_TASK STATEMENT_. The required result is an exact copy of the material from the line with "Keypoint guideline: for each instance of the white head in" through its final line, both ends included.

_SOURCE DATA_.
----

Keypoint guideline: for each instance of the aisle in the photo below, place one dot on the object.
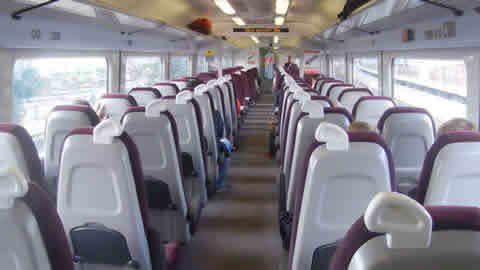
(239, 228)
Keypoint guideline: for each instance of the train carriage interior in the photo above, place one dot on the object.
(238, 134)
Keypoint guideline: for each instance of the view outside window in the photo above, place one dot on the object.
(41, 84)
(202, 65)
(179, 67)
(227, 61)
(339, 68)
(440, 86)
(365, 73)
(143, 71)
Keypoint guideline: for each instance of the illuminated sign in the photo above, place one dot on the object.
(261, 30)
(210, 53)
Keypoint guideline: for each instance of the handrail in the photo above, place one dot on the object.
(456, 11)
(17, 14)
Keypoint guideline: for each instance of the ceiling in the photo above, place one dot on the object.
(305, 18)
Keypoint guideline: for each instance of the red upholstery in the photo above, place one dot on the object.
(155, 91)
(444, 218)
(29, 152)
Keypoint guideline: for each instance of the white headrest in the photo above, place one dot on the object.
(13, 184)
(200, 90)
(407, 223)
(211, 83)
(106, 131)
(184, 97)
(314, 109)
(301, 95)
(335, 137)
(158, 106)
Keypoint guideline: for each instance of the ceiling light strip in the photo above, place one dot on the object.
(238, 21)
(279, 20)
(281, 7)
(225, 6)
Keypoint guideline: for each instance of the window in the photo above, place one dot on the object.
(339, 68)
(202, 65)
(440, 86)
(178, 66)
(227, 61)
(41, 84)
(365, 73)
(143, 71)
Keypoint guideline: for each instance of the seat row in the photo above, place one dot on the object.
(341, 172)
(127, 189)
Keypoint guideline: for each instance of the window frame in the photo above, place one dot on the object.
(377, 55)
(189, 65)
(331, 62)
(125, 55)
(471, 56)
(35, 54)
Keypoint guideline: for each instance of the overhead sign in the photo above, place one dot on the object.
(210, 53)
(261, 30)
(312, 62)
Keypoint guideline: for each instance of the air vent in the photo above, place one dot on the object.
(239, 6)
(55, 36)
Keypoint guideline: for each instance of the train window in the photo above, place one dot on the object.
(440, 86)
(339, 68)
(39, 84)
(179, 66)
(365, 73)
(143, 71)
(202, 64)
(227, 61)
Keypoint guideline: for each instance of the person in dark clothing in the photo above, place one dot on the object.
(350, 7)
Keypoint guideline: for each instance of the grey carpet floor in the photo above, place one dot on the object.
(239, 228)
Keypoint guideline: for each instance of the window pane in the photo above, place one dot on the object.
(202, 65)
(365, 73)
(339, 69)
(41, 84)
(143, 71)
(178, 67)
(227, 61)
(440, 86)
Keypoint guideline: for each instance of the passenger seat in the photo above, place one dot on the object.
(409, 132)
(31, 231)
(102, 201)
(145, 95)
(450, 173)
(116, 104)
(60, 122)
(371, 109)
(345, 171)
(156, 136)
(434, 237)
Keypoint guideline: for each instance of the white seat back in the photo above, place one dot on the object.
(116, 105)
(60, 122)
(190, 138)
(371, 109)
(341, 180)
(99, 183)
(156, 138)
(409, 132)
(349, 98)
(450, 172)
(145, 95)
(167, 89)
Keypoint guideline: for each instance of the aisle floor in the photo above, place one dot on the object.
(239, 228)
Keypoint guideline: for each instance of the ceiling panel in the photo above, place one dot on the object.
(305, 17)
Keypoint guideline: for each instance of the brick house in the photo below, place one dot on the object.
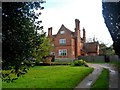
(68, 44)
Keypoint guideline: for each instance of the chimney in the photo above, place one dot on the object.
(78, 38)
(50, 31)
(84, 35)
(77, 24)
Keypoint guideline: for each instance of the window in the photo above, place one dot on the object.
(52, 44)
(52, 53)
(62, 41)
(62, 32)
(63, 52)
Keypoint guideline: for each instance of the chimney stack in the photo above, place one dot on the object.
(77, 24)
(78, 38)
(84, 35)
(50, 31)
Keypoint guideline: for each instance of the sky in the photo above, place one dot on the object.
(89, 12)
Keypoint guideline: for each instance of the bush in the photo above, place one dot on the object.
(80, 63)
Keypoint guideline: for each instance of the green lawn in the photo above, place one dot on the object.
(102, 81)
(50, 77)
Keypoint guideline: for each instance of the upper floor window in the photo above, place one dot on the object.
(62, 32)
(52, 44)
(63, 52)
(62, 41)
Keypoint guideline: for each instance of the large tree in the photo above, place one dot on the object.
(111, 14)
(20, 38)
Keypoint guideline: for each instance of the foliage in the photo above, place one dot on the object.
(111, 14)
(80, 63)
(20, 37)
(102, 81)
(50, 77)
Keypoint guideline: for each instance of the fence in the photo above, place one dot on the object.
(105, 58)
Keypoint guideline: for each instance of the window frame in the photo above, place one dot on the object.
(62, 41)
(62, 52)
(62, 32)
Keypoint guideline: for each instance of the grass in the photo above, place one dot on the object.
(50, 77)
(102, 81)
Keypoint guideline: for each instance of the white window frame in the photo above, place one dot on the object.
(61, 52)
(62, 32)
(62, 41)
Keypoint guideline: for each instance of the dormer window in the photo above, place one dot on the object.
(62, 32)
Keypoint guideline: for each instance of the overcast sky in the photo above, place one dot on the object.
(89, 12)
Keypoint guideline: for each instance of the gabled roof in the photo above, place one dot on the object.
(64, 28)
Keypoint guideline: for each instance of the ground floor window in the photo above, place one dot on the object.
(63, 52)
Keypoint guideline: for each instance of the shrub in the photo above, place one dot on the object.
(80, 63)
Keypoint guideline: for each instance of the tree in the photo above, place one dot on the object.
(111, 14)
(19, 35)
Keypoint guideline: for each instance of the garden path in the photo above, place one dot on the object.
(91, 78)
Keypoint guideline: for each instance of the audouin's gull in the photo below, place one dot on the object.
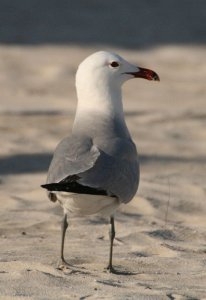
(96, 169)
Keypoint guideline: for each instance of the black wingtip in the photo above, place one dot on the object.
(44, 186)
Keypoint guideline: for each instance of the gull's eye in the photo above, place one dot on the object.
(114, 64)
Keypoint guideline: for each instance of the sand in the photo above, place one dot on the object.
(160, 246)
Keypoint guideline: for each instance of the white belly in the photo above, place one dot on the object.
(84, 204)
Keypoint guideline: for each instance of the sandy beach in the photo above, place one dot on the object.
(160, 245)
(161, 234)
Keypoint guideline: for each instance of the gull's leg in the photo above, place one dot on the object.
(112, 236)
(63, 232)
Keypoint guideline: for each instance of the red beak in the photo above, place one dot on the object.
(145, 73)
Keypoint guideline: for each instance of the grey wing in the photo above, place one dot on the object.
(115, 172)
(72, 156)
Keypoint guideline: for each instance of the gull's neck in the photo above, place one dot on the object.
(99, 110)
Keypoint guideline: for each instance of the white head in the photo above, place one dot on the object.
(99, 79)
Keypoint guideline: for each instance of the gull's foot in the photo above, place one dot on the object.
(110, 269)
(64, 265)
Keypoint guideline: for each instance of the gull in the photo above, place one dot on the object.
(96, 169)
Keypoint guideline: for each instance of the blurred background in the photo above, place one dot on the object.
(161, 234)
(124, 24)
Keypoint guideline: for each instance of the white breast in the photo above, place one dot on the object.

----

_TASK OUTPUT_.
Keypoint guideline: for each instance of the white head in the photo above, place one dot on the object.
(99, 79)
Keypoint guideline: for each instance of the gull's foot in the photo above, place one dot on the object.
(110, 269)
(64, 265)
Keypoint guideline: for each instance of the gull in the photo above, place one dot on the object.
(96, 169)
Keypoint guideline: for each instance of the blurred background in the photo above, place one dot on the object.
(161, 234)
(124, 24)
Keypoint guideline: for each instance of the white breast in the photo above, place one dot on the object.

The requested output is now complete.